= Phrase grounding data =
*-*-*

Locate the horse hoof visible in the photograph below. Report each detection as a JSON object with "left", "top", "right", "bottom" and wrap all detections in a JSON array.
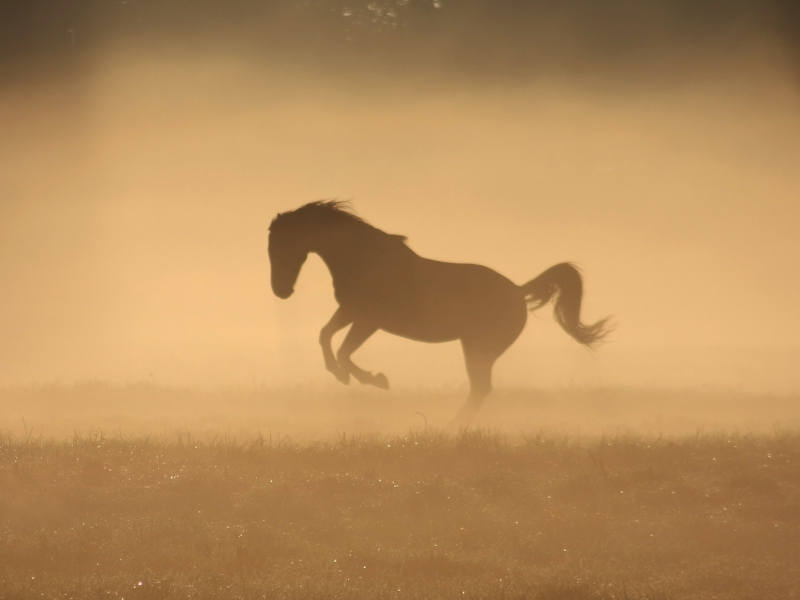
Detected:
[
  {"left": 373, "top": 373, "right": 389, "bottom": 390},
  {"left": 335, "top": 370, "right": 351, "bottom": 385}
]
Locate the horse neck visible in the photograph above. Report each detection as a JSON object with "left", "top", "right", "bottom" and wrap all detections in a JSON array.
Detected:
[{"left": 312, "top": 222, "right": 368, "bottom": 278}]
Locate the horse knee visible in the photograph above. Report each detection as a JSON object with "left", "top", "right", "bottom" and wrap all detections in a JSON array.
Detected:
[{"left": 319, "top": 325, "right": 335, "bottom": 346}]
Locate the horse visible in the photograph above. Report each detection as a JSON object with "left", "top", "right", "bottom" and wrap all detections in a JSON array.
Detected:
[{"left": 268, "top": 200, "right": 610, "bottom": 423}]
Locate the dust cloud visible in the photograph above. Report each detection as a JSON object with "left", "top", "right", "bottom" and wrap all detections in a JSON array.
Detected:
[{"left": 1, "top": 0, "right": 800, "bottom": 396}]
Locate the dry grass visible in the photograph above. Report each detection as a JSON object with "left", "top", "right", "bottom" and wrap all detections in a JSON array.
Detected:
[{"left": 2, "top": 412, "right": 800, "bottom": 599}]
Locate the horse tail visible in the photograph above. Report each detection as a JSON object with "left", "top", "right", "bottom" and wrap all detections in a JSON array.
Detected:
[{"left": 520, "top": 262, "right": 611, "bottom": 348}]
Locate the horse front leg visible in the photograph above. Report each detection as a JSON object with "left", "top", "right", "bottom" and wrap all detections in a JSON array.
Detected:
[
  {"left": 336, "top": 321, "right": 389, "bottom": 390},
  {"left": 320, "top": 308, "right": 353, "bottom": 384}
]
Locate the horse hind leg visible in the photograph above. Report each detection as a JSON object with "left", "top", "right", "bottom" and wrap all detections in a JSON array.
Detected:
[
  {"left": 451, "top": 297, "right": 527, "bottom": 427},
  {"left": 336, "top": 321, "right": 389, "bottom": 390},
  {"left": 450, "top": 342, "right": 496, "bottom": 427}
]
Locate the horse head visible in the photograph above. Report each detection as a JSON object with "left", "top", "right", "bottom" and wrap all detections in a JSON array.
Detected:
[
  {"left": 268, "top": 213, "right": 310, "bottom": 299},
  {"left": 269, "top": 200, "right": 377, "bottom": 299}
]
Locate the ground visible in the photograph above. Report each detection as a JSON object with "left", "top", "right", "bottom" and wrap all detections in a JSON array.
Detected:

*-*-*

= WORK TO COMPLETE =
Give every line above again exactly, omitting whatever pictures appear.

= SOLUTION =
Locate the horse hoof visible in the photograph below. Report each detection as a JSON object with "left", "top", "right", "bottom" and wrap all detections in a JSON array.
Detected:
[
  {"left": 373, "top": 373, "right": 389, "bottom": 390},
  {"left": 335, "top": 370, "right": 351, "bottom": 385}
]
Locate the horse neck visible in the photograph above. Report each detection as a JSON object with "left", "top", "right", "bottom" and wrap all detections in a JSON array.
Detected:
[{"left": 312, "top": 222, "right": 368, "bottom": 278}]
Locate the horse knee visible in the photograph above. Report each detection as a JSON object with "left", "top", "right", "bottom" and wrap all detections in a JSON array.
Detected:
[{"left": 319, "top": 325, "right": 335, "bottom": 346}]
Locate the horse visible in the photograph above. Report each detection as a JSON object with "left", "top", "right", "bottom" and wrap all detections in a JSON array.
Detected:
[{"left": 268, "top": 200, "right": 610, "bottom": 423}]
Locate the dust cloud visible in the photograph above. Report each detection as a JSON object with "left", "top", "right", "bottom" and wrap all detections in a JSON array.
Detected:
[{"left": 1, "top": 0, "right": 800, "bottom": 396}]
Locate the dry grass visible in the photograph above. Report each detection as a JSON object with "left", "top", "right", "bottom" and wrap all detections in a JSON array.
Detected:
[{"left": 2, "top": 412, "right": 800, "bottom": 599}]
Locate the horse tail visible in the photograph above. Report each detection as a JSON object with "left", "top", "right", "bottom" and wrap all detections in a JSON array.
Detected:
[{"left": 520, "top": 262, "right": 611, "bottom": 348}]
Locate the horse front leg visible in the photograph above. Report each detection as a JSON object with "left", "top", "right", "bottom" and wrap all detections in a JSON array.
Detected:
[
  {"left": 336, "top": 321, "right": 389, "bottom": 390},
  {"left": 320, "top": 308, "right": 353, "bottom": 384}
]
Locate the horse hind leg visible in the photograph above. Report each detection as a JSON object with "left", "top", "right", "bottom" and wrap all detections in a JSON array.
Detected:
[
  {"left": 451, "top": 297, "right": 527, "bottom": 427},
  {"left": 336, "top": 321, "right": 389, "bottom": 390},
  {"left": 450, "top": 342, "right": 496, "bottom": 427}
]
Locate the horse head visible in the photograph above. Report each detection as a JSON object with "left", "top", "right", "bottom" and wrap all detections in a JSON array.
Detected:
[
  {"left": 268, "top": 213, "right": 310, "bottom": 299},
  {"left": 269, "top": 200, "right": 377, "bottom": 299}
]
Locate the ground visible in the photograph above. Report each detection as a JSON object with "left", "top", "right", "bottom" and wrap all detections in a JSON array.
Detected:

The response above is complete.